──────── MATERIAL SHOWN ────────

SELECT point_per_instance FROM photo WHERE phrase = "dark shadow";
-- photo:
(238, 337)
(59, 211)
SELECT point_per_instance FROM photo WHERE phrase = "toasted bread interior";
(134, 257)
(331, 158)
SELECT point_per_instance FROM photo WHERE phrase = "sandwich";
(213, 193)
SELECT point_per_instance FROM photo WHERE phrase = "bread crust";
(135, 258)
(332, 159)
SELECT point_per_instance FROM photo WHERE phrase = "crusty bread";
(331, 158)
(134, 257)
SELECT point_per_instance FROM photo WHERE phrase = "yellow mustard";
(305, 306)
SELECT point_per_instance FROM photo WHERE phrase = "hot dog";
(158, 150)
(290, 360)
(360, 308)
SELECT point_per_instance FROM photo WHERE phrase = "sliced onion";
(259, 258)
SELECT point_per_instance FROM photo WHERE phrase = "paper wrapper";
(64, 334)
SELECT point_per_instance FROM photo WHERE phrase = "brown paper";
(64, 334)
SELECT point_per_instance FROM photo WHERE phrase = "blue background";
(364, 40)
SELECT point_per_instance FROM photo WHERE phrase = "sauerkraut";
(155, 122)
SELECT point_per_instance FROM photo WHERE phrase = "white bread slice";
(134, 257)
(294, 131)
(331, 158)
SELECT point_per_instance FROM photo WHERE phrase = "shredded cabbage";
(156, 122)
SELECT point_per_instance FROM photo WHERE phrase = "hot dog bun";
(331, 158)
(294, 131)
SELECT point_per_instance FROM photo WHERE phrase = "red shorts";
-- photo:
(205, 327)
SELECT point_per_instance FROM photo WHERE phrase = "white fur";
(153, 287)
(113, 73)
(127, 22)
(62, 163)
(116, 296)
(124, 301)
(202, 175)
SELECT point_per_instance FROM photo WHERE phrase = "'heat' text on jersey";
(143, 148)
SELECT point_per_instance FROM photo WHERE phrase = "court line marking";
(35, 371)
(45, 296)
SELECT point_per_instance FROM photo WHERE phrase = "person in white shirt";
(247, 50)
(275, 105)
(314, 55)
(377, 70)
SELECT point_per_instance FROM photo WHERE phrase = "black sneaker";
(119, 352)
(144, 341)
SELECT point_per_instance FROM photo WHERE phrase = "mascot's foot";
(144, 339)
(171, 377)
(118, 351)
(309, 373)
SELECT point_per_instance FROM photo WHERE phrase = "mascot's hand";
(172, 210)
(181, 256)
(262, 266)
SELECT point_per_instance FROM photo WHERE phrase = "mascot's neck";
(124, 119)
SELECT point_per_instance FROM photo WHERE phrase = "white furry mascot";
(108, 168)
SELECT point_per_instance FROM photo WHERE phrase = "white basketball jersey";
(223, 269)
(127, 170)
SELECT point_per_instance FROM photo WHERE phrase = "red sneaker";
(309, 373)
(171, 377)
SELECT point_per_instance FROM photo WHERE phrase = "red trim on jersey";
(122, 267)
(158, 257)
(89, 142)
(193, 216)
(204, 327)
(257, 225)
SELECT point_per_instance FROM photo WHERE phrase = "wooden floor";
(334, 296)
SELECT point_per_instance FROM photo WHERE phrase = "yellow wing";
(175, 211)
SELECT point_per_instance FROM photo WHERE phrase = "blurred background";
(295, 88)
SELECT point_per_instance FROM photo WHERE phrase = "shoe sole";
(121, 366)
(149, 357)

────────

--- TASK TO COMPLETE ---
All entries must be repeated verbatim.

--- THE OUTPUT ---
SELECT point_per_instance FROM photo WHERE phrase = "dark shadow";
-- photo:
(238, 337)
(59, 211)
SELECT point_per_instance FROM photo WHERE phrase = "toasted bread interior";
(134, 257)
(331, 158)
SELECT point_per_instance FROM photo WHERE phrase = "sandwich";
(213, 193)
SELECT point_per_instance FROM photo WHERE phrase = "bread crust";
(135, 258)
(332, 159)
SELECT point_per_instance FROM photo WHERE phrase = "crusty bread";
(331, 158)
(134, 257)
SELECT point_per_instance FROM photo WHERE phrase = "yellow mustard";
(305, 306)
SELECT point_per_instance FROM photo WHERE phrase = "hot dog";
(158, 150)
(290, 360)
(360, 308)
SELECT point_per_instance FROM photo WHERE phrase = "sliced onion";
(259, 258)
SELECT point_per_instance FROM photo WHERE phrase = "paper wrapper";
(64, 334)
SELECT point_per_instance FROM photo WHERE phrase = "brown paper";
(64, 334)
SELECT point_per_instance FROM photo WHERE phrase = "blue background";
(364, 40)
SELECT point_per_instance FROM photo WHERE phrase = "sauerkraut";
(155, 122)
SELECT point_per_instance FROM photo WHERE phrase = "white bread slice";
(134, 257)
(294, 131)
(331, 158)
SELECT point_per_instance FROM photo WHERE phrase = "shredded cabbage";
(156, 122)
SELECT point_per_instance FROM photo WHERE phrase = "hot dog bun";
(331, 158)
(294, 131)
SELECT point_per_instance FROM photo WHERE phrase = "red shorts";
-- photo:
(205, 327)
SELECT point_per_instance FROM photo WHERE phrase = "white fur";
(153, 287)
(113, 73)
(127, 22)
(62, 163)
(116, 296)
(124, 301)
(202, 175)
SELECT point_per_instance FROM photo WHERE phrase = "'heat' text on jersey";
(143, 148)
SELECT point_per_instance FROM photo WHERE phrase = "court line marking";
(35, 371)
(45, 296)
SELECT point_per_instance FROM photo WHERE phrase = "person in white shirt";
(247, 50)
(275, 105)
(314, 55)
(377, 70)
SELECT point_per_instance FROM photo WHERE phrase = "black sneaker";
(119, 352)
(144, 341)
SELECT point_per_instance FROM photo WHERE phrase = "mascot's foot";
(144, 339)
(171, 377)
(118, 351)
(309, 373)
SELECT point_per_instance FROM photo WHERE phrase = "mascot's hand";
(172, 210)
(181, 256)
(262, 266)
SELECT point_per_instance FROM photo WHERE phrase = "mascot's neck";
(124, 119)
SELECT point_per_instance FROM photo WHERE phrase = "white furry mascot";
(108, 168)
SELECT point_per_instance FROM photo WHERE phrase = "white basketball jersey";
(223, 269)
(127, 170)
SELECT point_per_instance FROM photo WHERE phrase = "red sneaker";
(309, 373)
(171, 377)
SELECT point_per_instance FROM photo WHERE phrase = "red trim on jersey";
(122, 267)
(158, 257)
(89, 142)
(193, 216)
(204, 327)
(257, 225)
SELECT point_per_instance FROM photo WHERE phrase = "wooden floor";
(334, 296)
SELECT point_per_instance FROM photo WHERE phrase = "yellow wing";
(175, 211)
SELECT point_per_instance FROM photo WHERE phrase = "blurred background";
(295, 88)
SELECT point_per_instance FROM photo WHERE phrase = "shoe sole";
(121, 366)
(149, 357)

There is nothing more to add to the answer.